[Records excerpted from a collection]
-- START --
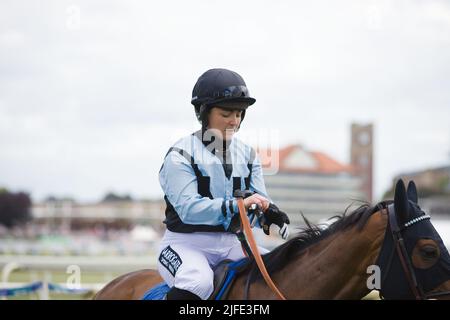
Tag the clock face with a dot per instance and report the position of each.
(364, 138)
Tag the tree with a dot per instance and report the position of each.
(14, 208)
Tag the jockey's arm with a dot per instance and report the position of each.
(179, 183)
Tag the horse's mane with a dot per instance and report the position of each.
(313, 233)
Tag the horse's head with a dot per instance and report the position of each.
(414, 261)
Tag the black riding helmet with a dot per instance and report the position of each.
(220, 88)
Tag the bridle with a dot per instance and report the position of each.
(405, 259)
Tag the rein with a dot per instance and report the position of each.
(254, 248)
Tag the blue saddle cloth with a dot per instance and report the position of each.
(158, 292)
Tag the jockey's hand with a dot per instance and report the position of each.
(258, 200)
(274, 215)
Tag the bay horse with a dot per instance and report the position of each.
(393, 241)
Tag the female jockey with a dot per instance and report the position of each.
(199, 176)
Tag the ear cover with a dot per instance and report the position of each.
(401, 202)
(412, 192)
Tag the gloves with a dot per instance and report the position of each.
(274, 215)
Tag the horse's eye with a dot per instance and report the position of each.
(429, 252)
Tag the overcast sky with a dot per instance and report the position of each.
(93, 93)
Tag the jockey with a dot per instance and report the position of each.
(199, 175)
-- END --
• [What needs to be done]: Output only the lines running from the line with "Tag the bay" through the final line of the data, inclusive.

• [Correct response]:
Tag the bay horse with a dot per instance and report the position of each.
(393, 241)
Tag the female jockey with a dot per instance and report the position of each.
(199, 176)
Tag the ear cover with a dot per instance and report the position of each.
(401, 202)
(412, 192)
Tag the gloves with a dot per instance and report the position of each.
(274, 215)
Tag the horse's eye with a dot per instance and report the position of each.
(429, 252)
Tag the overcast sky with a dot per instance and report the position of each.
(93, 93)
Tag the jockey with a dot per instance and report the position of each.
(199, 175)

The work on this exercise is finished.